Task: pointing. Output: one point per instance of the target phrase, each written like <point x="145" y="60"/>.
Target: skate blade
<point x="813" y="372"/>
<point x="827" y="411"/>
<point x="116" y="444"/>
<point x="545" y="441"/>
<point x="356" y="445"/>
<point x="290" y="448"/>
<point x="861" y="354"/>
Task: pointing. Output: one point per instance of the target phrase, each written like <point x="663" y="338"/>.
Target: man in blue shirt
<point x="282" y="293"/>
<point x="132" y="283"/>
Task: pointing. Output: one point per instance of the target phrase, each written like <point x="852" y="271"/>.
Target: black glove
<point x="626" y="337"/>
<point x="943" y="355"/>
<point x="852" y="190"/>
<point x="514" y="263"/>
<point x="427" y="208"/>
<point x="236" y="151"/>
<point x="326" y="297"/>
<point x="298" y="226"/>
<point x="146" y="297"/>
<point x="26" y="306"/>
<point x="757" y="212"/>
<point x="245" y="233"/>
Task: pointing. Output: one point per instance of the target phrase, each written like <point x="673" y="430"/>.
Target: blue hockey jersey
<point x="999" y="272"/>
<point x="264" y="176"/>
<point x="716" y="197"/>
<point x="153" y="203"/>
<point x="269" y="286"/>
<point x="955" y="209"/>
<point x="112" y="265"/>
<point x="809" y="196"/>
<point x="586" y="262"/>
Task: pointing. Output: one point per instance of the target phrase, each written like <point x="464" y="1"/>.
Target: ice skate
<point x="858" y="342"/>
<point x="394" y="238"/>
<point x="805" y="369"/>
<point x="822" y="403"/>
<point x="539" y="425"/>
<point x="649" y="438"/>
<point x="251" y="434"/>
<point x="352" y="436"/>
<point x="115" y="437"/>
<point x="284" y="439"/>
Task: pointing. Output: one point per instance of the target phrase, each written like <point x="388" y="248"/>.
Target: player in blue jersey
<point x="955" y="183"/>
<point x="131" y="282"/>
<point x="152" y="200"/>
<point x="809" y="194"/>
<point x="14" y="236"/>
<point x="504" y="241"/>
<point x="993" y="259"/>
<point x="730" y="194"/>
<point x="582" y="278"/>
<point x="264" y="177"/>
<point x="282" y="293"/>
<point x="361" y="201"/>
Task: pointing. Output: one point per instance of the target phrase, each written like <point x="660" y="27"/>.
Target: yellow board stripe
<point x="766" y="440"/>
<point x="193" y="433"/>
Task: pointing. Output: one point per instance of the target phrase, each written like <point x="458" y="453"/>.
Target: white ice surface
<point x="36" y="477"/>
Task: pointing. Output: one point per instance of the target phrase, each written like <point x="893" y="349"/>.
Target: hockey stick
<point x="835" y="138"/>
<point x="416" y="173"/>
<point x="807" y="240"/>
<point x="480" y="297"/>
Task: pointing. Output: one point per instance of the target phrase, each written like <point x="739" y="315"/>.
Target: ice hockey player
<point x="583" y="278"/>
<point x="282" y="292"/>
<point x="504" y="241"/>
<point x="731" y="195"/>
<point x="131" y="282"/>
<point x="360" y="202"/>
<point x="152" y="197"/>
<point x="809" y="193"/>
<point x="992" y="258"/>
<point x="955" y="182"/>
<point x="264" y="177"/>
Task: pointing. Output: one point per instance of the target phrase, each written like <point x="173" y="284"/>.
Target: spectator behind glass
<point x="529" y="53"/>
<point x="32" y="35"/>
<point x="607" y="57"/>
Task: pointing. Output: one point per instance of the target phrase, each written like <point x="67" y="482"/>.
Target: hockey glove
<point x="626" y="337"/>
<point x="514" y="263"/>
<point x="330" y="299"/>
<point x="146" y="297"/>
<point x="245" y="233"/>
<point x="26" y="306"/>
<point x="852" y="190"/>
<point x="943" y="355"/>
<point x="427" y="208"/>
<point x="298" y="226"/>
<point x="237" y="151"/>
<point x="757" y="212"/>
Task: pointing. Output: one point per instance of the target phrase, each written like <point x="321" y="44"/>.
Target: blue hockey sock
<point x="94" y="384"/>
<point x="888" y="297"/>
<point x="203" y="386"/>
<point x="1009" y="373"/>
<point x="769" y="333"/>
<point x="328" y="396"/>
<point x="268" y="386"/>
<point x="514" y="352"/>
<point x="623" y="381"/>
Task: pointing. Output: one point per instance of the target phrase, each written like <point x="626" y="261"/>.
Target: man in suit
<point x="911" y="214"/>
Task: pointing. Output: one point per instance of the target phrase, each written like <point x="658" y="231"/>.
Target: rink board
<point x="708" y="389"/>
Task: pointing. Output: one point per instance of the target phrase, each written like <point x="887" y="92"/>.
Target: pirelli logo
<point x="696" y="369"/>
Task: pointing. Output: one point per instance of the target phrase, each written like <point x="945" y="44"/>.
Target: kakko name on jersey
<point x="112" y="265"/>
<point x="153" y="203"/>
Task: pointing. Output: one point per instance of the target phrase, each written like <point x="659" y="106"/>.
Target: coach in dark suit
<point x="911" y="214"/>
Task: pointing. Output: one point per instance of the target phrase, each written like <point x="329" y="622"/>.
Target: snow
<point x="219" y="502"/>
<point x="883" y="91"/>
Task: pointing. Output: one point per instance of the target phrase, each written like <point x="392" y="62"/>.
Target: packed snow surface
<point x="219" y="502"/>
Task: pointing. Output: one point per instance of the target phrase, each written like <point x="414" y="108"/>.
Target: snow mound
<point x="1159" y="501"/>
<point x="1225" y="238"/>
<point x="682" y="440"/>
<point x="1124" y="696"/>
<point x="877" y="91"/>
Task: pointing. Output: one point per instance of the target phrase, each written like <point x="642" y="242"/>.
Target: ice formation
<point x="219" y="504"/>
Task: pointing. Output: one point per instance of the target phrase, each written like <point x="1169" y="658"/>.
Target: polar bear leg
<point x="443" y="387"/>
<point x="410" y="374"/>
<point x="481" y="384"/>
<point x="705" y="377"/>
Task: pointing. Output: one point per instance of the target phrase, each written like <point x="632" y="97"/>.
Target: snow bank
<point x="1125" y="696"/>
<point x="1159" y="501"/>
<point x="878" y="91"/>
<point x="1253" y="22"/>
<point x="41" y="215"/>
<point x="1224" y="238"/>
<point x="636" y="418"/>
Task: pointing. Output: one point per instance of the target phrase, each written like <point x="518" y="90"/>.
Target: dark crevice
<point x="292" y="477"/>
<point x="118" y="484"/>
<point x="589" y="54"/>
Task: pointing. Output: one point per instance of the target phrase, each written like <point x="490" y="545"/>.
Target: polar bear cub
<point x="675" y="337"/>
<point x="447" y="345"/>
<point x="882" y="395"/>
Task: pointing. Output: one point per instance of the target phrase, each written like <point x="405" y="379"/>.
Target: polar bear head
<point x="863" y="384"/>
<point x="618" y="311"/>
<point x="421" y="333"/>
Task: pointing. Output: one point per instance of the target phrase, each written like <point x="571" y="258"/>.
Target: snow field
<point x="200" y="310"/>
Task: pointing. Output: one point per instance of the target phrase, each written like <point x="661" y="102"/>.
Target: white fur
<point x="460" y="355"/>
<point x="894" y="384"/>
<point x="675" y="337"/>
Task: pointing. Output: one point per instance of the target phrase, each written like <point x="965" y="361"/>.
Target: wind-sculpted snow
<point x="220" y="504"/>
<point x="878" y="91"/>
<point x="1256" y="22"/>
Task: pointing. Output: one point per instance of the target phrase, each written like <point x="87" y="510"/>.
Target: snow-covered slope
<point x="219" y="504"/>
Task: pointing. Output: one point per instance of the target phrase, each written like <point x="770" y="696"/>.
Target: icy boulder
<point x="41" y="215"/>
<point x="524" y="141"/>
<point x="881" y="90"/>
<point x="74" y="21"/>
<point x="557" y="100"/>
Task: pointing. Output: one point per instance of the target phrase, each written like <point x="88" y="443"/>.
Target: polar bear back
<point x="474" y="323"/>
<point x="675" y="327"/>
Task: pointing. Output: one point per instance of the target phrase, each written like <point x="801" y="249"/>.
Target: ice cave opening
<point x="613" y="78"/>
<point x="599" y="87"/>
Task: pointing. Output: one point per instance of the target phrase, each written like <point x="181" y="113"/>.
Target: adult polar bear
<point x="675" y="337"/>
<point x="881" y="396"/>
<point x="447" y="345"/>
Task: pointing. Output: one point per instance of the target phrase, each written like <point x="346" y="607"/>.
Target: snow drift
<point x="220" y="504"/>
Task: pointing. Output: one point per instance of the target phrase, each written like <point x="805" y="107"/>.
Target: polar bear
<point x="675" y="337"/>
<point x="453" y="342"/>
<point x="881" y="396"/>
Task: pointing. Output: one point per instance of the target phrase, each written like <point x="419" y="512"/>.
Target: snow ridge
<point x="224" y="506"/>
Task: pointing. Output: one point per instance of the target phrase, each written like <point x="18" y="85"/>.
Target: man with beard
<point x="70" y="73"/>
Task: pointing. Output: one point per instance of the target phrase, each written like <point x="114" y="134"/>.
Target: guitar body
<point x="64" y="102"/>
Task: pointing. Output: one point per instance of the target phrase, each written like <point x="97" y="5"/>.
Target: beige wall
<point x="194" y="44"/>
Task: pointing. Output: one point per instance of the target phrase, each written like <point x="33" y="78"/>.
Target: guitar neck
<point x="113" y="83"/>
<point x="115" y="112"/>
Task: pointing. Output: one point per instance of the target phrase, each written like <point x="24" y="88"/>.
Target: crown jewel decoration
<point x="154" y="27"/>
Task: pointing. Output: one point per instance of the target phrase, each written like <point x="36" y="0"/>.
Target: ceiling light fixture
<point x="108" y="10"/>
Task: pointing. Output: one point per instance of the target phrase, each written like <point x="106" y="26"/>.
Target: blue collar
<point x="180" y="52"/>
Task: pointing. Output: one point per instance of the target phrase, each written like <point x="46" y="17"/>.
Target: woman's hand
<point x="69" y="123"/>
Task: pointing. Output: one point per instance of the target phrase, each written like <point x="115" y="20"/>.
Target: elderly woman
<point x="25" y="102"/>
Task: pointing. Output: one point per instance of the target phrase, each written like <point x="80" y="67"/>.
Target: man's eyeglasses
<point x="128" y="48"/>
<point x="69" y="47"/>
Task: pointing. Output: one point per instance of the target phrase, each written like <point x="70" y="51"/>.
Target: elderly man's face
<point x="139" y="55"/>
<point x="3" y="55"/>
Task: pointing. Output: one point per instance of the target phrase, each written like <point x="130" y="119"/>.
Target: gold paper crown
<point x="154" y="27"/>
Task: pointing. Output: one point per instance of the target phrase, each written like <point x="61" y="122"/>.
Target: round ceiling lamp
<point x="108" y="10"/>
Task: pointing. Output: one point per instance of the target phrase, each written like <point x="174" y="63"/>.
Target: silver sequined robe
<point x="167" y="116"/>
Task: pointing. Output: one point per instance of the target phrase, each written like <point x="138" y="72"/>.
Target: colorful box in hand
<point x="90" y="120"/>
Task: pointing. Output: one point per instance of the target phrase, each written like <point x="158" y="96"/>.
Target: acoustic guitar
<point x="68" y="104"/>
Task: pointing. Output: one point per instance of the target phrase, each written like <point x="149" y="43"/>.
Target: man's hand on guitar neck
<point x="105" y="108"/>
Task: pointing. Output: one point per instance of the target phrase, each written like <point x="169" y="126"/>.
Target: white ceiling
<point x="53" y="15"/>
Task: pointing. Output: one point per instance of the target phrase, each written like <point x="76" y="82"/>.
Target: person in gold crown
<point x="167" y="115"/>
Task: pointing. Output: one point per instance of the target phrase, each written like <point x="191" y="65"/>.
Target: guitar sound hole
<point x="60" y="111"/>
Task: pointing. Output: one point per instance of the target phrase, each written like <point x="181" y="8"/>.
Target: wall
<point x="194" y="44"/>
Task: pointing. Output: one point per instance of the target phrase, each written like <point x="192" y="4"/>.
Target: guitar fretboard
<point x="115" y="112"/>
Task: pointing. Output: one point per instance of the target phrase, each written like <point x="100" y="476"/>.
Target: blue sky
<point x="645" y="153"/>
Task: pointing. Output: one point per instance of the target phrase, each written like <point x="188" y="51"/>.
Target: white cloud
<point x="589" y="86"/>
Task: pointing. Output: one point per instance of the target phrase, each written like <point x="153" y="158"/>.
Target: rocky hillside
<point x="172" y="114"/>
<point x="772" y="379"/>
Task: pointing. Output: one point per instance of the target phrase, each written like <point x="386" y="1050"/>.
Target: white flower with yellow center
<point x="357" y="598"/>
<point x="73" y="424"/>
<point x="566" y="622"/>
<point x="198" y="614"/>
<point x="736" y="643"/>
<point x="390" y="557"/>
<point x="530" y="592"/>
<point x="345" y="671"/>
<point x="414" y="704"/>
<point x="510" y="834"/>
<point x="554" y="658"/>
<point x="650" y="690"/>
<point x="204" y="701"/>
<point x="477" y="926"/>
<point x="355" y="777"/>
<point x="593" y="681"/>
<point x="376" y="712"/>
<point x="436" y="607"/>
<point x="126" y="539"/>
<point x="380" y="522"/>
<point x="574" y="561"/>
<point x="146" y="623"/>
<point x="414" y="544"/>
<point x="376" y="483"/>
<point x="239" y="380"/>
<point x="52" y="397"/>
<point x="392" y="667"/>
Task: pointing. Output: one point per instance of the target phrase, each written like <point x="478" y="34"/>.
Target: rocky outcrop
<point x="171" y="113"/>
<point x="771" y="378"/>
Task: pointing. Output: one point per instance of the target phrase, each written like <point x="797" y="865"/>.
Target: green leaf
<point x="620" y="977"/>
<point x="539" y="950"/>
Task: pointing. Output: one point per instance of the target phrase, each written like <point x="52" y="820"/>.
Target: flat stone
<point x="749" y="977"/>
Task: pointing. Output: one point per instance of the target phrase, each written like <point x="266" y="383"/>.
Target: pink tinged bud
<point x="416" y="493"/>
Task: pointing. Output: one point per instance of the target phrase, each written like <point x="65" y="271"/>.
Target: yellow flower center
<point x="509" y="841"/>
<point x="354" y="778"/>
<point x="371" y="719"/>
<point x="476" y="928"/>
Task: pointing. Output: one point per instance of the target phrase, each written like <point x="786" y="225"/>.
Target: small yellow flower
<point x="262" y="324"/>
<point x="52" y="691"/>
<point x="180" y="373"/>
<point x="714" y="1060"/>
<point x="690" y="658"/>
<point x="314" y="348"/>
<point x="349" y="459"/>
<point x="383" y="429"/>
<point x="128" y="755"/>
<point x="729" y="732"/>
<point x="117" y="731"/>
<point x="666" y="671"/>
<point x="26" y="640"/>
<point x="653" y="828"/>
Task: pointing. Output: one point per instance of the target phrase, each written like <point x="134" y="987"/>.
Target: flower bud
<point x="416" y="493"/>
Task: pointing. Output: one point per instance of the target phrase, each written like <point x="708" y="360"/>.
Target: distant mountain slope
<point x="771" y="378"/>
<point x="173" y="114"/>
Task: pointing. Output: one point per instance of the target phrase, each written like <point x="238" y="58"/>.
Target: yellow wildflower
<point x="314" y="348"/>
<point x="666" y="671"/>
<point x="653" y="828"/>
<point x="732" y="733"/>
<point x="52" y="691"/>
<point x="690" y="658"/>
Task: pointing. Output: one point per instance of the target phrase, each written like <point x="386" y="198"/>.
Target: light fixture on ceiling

•••••

Directions:
Identify every line in the items above that contains the string "yellow", and copy each of those lines in full. Case counts.

Solution to the problem:
Target: yellow board stripe
Target: white flower with yellow center
Target: yellow flower center
Target: small yellow flower
Target: yellow wildflower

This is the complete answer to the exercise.